Data supplied
━━━
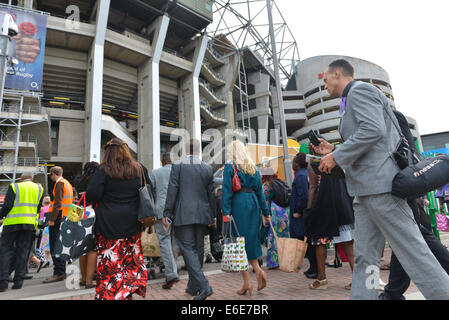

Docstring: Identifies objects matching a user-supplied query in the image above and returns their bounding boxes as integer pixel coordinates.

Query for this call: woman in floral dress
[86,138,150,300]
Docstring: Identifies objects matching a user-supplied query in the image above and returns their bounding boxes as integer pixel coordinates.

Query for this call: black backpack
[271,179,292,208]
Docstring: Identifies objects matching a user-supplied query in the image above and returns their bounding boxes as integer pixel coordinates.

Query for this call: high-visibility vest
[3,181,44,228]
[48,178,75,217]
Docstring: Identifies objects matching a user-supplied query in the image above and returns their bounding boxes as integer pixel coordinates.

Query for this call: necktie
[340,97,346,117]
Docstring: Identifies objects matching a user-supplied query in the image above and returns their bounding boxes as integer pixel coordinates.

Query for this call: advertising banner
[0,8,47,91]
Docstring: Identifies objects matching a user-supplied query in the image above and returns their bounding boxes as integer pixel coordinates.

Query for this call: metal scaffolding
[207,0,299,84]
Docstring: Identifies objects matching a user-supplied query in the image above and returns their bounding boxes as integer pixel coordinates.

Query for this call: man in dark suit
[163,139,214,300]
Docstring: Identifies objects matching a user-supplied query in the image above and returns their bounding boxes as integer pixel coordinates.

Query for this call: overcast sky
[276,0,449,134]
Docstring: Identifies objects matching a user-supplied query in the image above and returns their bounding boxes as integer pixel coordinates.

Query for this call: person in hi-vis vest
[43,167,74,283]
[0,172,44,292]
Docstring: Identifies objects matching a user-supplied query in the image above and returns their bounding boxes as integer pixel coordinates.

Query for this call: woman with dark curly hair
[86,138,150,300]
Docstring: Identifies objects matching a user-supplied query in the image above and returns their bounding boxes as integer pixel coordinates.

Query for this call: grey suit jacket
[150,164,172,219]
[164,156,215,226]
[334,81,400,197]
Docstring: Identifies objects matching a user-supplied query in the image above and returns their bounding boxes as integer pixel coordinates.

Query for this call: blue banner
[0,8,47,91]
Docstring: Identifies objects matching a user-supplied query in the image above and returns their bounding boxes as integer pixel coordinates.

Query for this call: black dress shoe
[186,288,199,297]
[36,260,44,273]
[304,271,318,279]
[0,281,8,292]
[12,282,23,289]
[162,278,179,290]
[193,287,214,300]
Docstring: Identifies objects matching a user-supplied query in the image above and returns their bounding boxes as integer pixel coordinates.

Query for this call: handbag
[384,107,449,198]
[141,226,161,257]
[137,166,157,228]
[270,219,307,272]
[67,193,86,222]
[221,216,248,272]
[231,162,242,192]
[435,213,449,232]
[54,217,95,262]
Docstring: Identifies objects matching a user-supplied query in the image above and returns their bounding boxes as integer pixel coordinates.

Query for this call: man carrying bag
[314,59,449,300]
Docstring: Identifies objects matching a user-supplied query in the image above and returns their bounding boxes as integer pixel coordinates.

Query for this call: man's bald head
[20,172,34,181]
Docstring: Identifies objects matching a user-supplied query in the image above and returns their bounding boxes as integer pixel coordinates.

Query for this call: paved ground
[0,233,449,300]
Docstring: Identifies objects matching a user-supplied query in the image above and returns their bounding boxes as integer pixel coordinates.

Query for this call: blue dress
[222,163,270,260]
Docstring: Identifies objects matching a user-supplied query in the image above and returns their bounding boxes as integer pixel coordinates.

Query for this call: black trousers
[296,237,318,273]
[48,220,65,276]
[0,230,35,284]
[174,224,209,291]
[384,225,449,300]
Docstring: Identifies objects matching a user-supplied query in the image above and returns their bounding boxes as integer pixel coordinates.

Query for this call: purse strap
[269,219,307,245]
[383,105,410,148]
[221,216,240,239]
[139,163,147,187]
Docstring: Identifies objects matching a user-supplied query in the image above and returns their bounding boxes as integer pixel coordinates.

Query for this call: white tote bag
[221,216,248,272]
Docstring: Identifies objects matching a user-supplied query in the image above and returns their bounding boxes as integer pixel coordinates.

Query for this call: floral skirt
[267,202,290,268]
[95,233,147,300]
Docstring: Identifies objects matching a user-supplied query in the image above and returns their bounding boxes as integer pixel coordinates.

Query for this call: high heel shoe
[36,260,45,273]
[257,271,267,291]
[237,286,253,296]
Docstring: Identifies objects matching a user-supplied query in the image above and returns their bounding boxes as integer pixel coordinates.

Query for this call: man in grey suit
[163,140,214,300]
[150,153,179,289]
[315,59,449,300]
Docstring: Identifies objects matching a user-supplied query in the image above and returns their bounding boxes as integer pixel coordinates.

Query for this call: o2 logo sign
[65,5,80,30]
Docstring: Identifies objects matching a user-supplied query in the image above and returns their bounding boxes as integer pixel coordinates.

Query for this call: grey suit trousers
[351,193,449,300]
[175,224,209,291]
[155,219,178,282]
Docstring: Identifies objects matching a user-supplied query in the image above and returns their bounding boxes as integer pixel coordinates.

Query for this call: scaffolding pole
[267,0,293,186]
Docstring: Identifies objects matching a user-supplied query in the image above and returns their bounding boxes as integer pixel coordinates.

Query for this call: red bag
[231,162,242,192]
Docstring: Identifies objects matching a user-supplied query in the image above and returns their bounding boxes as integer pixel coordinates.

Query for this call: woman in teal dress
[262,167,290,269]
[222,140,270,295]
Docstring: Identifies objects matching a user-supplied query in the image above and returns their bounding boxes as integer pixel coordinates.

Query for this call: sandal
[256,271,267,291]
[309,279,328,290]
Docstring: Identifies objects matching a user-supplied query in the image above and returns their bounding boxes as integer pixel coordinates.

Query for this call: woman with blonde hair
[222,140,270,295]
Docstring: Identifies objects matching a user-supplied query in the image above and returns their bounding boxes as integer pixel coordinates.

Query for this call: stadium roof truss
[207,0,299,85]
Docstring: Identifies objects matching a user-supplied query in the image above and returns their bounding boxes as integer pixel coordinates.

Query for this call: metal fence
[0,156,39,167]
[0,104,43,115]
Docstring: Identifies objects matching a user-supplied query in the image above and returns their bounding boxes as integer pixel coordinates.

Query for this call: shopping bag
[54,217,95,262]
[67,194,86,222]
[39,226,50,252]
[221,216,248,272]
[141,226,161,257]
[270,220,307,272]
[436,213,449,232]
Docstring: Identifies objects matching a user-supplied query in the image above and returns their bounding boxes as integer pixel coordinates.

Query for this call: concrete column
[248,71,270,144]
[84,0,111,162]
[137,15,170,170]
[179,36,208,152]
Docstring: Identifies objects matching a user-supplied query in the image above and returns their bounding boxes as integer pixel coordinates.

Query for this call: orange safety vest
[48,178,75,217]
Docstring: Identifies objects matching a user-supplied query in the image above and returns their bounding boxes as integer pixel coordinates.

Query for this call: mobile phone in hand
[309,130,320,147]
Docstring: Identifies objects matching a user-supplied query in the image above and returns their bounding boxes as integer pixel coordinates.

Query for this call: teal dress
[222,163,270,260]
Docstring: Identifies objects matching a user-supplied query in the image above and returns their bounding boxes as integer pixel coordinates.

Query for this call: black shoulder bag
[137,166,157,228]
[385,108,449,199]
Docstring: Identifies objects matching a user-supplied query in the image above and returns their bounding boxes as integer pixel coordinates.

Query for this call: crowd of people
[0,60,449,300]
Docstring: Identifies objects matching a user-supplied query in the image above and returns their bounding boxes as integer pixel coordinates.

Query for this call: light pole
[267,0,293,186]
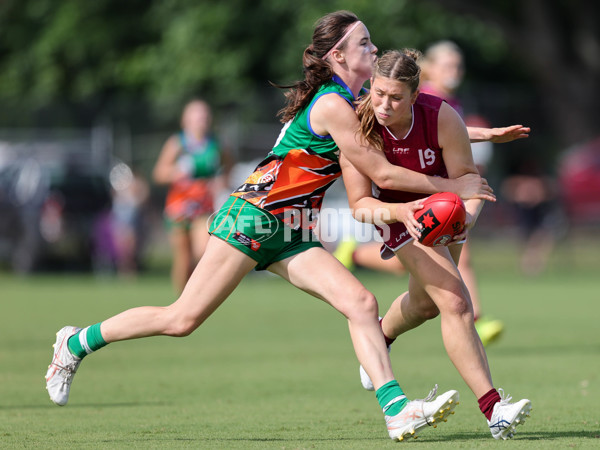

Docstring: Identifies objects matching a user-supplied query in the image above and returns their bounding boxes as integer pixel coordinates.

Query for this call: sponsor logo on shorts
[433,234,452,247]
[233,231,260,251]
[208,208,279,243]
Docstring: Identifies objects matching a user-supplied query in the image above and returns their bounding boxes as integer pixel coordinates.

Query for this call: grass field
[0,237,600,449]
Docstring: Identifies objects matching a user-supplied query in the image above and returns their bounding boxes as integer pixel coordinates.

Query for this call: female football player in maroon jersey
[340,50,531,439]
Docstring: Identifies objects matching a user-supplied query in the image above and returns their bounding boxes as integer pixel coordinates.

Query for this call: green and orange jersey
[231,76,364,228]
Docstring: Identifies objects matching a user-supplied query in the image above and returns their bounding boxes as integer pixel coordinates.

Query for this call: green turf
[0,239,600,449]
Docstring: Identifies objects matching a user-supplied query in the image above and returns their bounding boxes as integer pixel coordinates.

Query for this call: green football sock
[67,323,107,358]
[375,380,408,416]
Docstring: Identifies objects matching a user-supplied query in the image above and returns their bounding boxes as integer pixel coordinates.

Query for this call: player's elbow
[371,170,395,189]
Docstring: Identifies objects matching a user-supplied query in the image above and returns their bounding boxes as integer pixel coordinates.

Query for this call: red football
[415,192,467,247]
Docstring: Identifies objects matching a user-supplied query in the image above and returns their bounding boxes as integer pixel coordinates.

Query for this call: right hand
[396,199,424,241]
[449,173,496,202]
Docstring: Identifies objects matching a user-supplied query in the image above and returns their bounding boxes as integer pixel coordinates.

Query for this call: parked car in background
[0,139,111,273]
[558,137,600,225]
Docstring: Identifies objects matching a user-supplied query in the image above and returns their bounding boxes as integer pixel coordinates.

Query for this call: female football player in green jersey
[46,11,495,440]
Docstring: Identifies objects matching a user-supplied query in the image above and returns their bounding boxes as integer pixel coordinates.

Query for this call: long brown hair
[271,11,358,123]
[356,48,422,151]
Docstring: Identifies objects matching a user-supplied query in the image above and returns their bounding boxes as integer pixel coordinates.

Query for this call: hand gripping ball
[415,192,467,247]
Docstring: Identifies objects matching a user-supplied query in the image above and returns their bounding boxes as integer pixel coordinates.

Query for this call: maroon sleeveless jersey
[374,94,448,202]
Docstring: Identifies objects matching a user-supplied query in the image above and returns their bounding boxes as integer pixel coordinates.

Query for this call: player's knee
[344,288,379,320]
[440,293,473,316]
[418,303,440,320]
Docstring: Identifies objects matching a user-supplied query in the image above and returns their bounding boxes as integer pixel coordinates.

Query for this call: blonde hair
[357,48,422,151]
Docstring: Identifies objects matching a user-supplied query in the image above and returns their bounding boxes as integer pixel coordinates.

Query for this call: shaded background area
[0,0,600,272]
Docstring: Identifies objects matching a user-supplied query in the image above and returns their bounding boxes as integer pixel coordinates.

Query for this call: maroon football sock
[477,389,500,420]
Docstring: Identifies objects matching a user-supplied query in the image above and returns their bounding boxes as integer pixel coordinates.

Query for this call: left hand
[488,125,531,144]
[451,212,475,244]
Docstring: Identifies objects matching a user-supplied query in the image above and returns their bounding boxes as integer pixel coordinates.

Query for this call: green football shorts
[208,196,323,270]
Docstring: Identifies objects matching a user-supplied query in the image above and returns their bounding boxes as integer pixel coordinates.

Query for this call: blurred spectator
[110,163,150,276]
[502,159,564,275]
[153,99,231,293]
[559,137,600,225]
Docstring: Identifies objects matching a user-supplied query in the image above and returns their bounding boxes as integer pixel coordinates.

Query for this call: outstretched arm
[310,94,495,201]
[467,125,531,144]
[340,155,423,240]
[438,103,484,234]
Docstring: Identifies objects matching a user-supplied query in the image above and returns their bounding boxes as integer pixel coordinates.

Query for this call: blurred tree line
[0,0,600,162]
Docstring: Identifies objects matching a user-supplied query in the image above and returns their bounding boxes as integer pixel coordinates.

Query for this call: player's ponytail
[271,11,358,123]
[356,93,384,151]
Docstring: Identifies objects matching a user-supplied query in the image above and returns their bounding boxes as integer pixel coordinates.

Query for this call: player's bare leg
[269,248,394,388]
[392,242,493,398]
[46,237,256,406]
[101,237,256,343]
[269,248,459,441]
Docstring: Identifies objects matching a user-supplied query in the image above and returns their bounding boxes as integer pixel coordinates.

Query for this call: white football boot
━━━
Copy the rows again word for word, from the start of the rows up to and including the line with "[163,139,214,300]". Leave the pictures out of your copy.

Docstring: Identifies objects matching a user-supplied query in the image above and returns their bounding boxes as integer pixel coordinates.

Query for this call: woman in floral dress
[86,138,150,300]
Docstring: Identifies objects matching a user-supplied query in the image above and returns their bounding boxes as integer pixel coordinates.

Query for this call: black backpack
[271,179,292,208]
Docstring: Identifies objects matching a user-supplied query in the image above and returns their bounding boxes as integer pixel coordinates.

Query for this call: high-visibility vest
[3,181,44,228]
[48,178,75,217]
Docstring: Identifies objects matching a user-supplied query in the image above and returns their bounding boxes as integer pixel coordinates.

Query for this call: necktie
[340,97,346,117]
Docstring: Identifies objects matching a user-supplied query in the image above and returns their bounding boxes as integer pixel coordinates.

Query for this call: advertising banner
[0,8,47,91]
Docstring: Identifies objects matching a user-supplied query in the image above and returns their bounding boxes as integer pixel coordinates.

Query for this call: metal scaffolding
[207,0,299,84]
Docstring: Identifies objects matching a user-supplied query in the image above and returns their bounding boxes as integer pixel coordinates.

Query for this call: man in dark suit
[163,139,214,300]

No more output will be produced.